Source document:
It is great news to be awarded a government contract.  All the hard work that went into the proposal preparation and the on-time delivery has resulted in a “Big Win” for your company.  But what about the insurance costs?  Sure, you have insurance on your company, but does it anticipate the new exposure?  The new contract?  Wait, Is DBA Insurance reimbursable?

Premium determination for the new contract can have varied results.  If the insurance premium is low, no problem.  If the premium is higher than expected, the impact on the contract profitability can be devastating.

Can the insurance premium be reimbursed by the US Government?

Each awarded government contract stands on its own for reimbursable costs. Two contract types include firm-fixed-price contracts and fixed-price contracts.  The contracting officer and the proposal team must understand the insurance cost impact to the contract.  Costs outside of the scope of the operations will straddle the company with additional costs, reducing profitability.

Cost reimbursement must be approved by the contracting officer, and submitted for repayment if permitted.  On a fixed-price contract, there may be no relief.  It is important to know in advance, the overall cost of insurance.

To determine the premium, the rate, calculated per $100 in payroll, will provide an estimate of the cost. Your insurance broker/professional should assist with the rate determination. By contacting their office and asking for a rate associated with a certain occupation, you can determine the cost of insurance in advance so that profitability will not be marginalized.

If the insurance purchase was not considered during the proposal stage, it will impact the overall profitability of the contract award.  I recommend you speak with your insurance professional on the cost of the insurance and if the cost is worth the award.  They may come back with a very high rate, one that will simply put the entire contract profit in jeopardy.  Other considerations outside of DBA Insurance is the cost of business travel accident insurance.  Finally, ask Is DBA Insurance reimbursable?

Business travel accident is not required by contract but is suggested to fill in the gaps presented by DBA insurance.  For instance, if an employee suffers an illness such as influenza or pneumonia, this may not be covered under the DBA policy since it was likely not caused by a workplace matter.  That being said, the business travel accident insurance would provide for medical care as well as transportation should the employee need to be evacuated to another location.  in short, check with your insurance professional to make sure the gaps are covered.  Learn more about ancillary coverages such as business travel accident by visiting TheRiskRecon.com website.

In conclusion, the cost may be reimbursable, but it is important to know the costs before a contract is awarded.  Minimizing profit loss is critical in sustaining any operation, especially for government & defense contractors.

Records shown:
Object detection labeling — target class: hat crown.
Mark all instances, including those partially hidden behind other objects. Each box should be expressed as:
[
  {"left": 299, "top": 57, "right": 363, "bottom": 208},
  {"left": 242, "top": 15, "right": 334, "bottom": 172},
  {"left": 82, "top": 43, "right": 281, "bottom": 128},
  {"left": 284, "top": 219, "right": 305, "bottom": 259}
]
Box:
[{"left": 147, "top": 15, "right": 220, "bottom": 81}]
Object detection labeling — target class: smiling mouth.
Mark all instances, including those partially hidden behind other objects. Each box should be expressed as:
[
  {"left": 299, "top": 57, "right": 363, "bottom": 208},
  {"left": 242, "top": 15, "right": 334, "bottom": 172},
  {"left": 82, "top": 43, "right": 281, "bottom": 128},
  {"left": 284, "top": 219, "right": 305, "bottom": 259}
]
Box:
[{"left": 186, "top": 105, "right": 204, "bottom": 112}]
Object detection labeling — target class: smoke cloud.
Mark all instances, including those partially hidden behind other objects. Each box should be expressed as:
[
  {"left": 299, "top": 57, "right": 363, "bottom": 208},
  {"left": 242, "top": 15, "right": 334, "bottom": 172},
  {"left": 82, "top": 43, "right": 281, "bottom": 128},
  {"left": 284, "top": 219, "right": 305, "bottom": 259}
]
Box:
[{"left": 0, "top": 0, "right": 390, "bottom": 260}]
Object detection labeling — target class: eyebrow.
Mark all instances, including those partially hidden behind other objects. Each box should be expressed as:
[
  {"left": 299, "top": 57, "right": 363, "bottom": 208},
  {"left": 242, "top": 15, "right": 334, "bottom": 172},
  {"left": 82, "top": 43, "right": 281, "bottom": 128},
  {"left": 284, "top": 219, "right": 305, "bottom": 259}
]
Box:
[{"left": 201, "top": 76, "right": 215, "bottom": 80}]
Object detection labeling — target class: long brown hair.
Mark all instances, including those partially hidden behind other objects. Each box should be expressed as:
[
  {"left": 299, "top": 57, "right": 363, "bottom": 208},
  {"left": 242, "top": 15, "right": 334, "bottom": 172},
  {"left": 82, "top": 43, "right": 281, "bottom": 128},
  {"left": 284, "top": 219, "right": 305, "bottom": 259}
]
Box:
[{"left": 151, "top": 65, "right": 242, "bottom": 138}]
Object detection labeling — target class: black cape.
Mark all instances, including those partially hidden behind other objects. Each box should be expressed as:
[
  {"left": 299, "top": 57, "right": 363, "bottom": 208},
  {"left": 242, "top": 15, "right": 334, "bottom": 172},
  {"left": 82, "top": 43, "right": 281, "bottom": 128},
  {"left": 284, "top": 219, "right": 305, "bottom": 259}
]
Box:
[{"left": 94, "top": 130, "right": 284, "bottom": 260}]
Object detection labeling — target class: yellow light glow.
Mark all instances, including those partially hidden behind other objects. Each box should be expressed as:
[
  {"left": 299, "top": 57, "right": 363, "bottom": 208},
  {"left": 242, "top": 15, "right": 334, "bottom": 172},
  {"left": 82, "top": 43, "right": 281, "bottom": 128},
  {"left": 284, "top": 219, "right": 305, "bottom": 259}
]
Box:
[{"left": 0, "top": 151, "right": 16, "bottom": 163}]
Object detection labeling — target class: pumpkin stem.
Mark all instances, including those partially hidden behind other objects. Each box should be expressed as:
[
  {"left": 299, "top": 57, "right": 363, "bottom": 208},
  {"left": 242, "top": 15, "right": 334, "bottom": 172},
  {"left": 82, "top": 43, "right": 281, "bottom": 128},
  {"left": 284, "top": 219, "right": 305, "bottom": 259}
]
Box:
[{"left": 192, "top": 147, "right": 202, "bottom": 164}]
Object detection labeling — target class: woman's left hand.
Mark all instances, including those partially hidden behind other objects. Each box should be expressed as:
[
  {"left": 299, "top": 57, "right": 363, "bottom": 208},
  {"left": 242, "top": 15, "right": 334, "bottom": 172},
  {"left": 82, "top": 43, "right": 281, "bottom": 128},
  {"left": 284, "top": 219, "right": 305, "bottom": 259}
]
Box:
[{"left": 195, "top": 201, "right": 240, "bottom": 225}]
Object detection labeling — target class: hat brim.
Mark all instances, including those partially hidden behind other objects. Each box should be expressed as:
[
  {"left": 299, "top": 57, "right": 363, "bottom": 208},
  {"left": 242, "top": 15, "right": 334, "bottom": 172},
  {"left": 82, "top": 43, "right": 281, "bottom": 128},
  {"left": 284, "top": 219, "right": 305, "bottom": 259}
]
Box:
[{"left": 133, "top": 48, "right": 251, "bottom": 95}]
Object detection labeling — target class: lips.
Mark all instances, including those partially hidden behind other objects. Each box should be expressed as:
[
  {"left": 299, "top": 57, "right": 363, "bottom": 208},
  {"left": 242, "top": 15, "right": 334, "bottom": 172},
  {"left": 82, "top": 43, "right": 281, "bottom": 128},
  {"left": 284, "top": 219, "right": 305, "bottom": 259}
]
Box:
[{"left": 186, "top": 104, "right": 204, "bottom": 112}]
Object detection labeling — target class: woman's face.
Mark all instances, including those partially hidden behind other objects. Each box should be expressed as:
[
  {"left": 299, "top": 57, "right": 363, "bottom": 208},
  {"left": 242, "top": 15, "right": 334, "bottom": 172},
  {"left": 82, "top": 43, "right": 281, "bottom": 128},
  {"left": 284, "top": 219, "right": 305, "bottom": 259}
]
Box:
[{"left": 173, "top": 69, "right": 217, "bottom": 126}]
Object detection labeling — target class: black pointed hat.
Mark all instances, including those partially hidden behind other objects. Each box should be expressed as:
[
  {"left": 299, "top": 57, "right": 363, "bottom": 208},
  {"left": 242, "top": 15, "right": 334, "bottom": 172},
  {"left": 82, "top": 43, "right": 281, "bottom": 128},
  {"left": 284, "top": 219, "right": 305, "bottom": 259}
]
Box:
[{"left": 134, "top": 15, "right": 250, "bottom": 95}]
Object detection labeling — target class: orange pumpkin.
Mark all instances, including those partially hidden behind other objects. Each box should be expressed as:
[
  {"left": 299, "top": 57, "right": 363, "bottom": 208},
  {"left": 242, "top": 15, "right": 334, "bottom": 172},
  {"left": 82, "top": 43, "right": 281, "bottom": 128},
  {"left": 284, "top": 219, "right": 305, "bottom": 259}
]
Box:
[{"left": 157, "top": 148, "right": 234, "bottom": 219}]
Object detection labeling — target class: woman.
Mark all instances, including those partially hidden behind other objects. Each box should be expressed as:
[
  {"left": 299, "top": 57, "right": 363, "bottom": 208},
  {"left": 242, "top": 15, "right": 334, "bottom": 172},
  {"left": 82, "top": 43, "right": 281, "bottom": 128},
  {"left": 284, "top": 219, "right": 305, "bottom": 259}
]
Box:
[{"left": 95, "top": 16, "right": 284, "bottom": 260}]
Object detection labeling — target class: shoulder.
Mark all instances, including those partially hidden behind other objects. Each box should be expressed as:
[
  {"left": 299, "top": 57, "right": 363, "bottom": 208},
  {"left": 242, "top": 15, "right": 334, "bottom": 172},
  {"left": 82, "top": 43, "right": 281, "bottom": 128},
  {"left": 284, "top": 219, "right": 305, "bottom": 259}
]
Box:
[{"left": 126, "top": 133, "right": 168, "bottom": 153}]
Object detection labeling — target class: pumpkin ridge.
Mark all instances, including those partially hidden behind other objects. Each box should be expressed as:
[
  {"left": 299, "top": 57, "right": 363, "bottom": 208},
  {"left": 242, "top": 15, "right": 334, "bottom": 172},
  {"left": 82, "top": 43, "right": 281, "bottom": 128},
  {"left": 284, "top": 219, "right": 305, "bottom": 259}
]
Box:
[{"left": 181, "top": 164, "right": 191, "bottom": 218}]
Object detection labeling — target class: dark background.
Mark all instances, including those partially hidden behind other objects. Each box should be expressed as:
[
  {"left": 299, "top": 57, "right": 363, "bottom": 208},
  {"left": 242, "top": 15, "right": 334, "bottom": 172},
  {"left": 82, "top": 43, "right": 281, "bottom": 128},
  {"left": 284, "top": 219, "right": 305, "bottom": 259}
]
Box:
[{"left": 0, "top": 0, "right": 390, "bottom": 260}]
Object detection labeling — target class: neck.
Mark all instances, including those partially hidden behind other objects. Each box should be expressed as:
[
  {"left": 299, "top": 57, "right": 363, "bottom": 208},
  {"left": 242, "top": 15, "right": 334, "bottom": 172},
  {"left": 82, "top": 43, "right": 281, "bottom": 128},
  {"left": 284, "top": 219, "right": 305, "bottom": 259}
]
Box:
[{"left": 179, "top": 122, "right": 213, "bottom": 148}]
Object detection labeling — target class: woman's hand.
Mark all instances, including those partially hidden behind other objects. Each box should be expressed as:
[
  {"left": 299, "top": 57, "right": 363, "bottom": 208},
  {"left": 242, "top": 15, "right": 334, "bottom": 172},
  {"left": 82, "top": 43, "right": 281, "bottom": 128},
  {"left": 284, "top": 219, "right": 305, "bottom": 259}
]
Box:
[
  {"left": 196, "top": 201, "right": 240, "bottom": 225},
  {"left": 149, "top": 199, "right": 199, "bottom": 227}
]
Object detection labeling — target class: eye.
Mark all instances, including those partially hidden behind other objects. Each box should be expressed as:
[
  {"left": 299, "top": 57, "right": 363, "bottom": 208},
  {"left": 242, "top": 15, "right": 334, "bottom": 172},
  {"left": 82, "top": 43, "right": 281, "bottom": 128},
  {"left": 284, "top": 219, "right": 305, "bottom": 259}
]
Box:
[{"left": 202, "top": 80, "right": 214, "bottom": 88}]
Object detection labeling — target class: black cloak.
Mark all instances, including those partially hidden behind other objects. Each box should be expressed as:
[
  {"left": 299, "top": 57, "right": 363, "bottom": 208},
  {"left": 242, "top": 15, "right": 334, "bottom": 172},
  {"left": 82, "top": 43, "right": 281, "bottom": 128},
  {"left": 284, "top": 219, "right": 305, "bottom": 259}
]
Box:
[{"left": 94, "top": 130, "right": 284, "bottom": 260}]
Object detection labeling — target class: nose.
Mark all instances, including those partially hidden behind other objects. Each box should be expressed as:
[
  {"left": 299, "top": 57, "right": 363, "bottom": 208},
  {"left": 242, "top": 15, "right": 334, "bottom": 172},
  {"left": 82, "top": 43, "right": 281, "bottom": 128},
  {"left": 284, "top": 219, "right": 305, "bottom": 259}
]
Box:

Task prompt:
In the text on DBA insurance costs, the rate used to estimate the premium is calculated per what amount of payroll?

Written solution:
Per $100 in payroll.